- 抜粋した文章:
12期・42冊目 『あした咲く蕾』

あした咲く蕾 (文春文庫)

あした咲く蕾 (文春文庫)

内容(「BOOK」データベースより)

美しい容姿からは想像もつかないほどガサツな叔母の意外な秘密についての表題作、雨の日だけ他人の心の声が聞こえる少女を描く「雨つぶ通信」、西日暮里の奇妙な中華料理屋を巡る奇譚「カンカン軒怪異譚」など、『花まんま』『かたみ歌』の著者が、昭和の東京下町を舞台に紡ぐ「赦し」と「再生」の七つの物語。

「あした咲く蕾」
主人公には美しいが言葉遣いがガサツな叔母がいて、昔気質の同居の祖母とは衝突してばかり。そんな叔母は実はすごく情が深い人であり、姉である母だけが知る秘密があった。それは命を他者に分け与えることができるというもの。ただしそれは無限ではなく、自身の限られた寿命を譲ることであり、もしかしたら分け与えた途端に自分の命が絶えるかもしれないリスクが大きな能力であった。


「雨粒交信」
ずっと母子家庭だったヒロインであったが、母親に恋人ができて複雑な想いを抱くようになる。そんな時、雨の日に限って、いきなり他人の寂しい心情が聞こえてくるようになって戸惑う。


「カンカン軒怪異譚」
あることで元気がなかった「私」は散歩の途中で見かけた中華料理店に入った。
そこでは威勢のいいおばちゃんが鉄製の鍋をカンカン叩きながら料理を奮っていた。
出されたチャーハンを食べた「私」はたちまち元気を取り戻すことになる。なんでも父から譲り受けて長年使っている鍋には人を勇気づける力があるのだとか。


「空のひと」
「私はアンタを許さない」という過激な台詞で始まる一篇。
中学の時に母子家庭で母を支えるために新聞配達をしていた同級生との出会い。運動会での奮闘、初めての遊園地でのデート。
紆余曲折の末に結婚したが、妊娠中に事故死してしまった夫への回想。


「虹とのら犬」
小学校の時に教師に冤罪を着せられたことをきっかけに荒れてしまった少年。
だが、いわゆる知恵遅れでいじめられっ子だった少女だけは少年に対して笑顔を向けてくれた。


「湯呑の月」
主人公はしつけの厳しい母よりも、優しい叔母に懐いていて、いつもよく遊んでもらっていたのだが、ある日突然母から会ってはいけないと言われてしまった。
子供心に納得できないまま言うことを聞かざるをえず、その理由を知ったのは数年後の叔母の葬儀の時だった。


「花、散ったあと」
胃潰瘍で入院した幼馴染を見舞った主人公。だが、本当は末期の癌だった。

- 提供された情報:
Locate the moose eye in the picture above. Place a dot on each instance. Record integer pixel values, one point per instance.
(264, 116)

- 取り組む問題:
- a) 『あした咲く蕾』の紹介文について、次の問いに答えてください。
(i) 「あした咲く蕾」で、叔母の秘密を知っているのは誰ですか。
(ii) 「カンカン軒怪異譚」で、「私」が出されて食べた料理は何ですか。
(iii) 「花、散ったあと」で、幼馴染が入院したときの病名は何とされていましたか。
- b) 『あした咲く蕾』の紹介文の続きを、最後の文の次から書いてください。
一覧を見なくても解けます。

- 問題の答え:
- a)
(i) 叔母の姉である、主人公の母
(ii) チャーハン
(iii) 胃潰瘍

- b)
いつも、すぐばれるような嘘ばかりついていた彼とは腐れ縁で、小学校の時以来、長い付き合いだったが、特に思い出深いのは彼がアパートに転がり込んできて一緒に住んでいた10か月ばかり。
久しぶりに会って、当時近所迷惑なおばさんが同じアパートに住んでいた時のことが話題になった。


昭和の頃、東京の下町を舞台とした、ちょっと不思議で涙を誘う短編集。
多くが多感な子供時代の体験であり、家族、身近な親戚、雨、空といった誰もが頭に浮かびやすいキーワード。しかも、タイトルが情緒的でいいですね。
また、超能力といっても、使い勝手があまりにも難しくて、ありがたくないと言えるような(「あした咲く蕾」の命を分け与えたり、「雨粒交信」の寂しい声が聞こえるとか)。
明るく前向きになれると言えば、やはり「カンカン軒怪異譚」でしょうね。チャーハンが食べたくなる!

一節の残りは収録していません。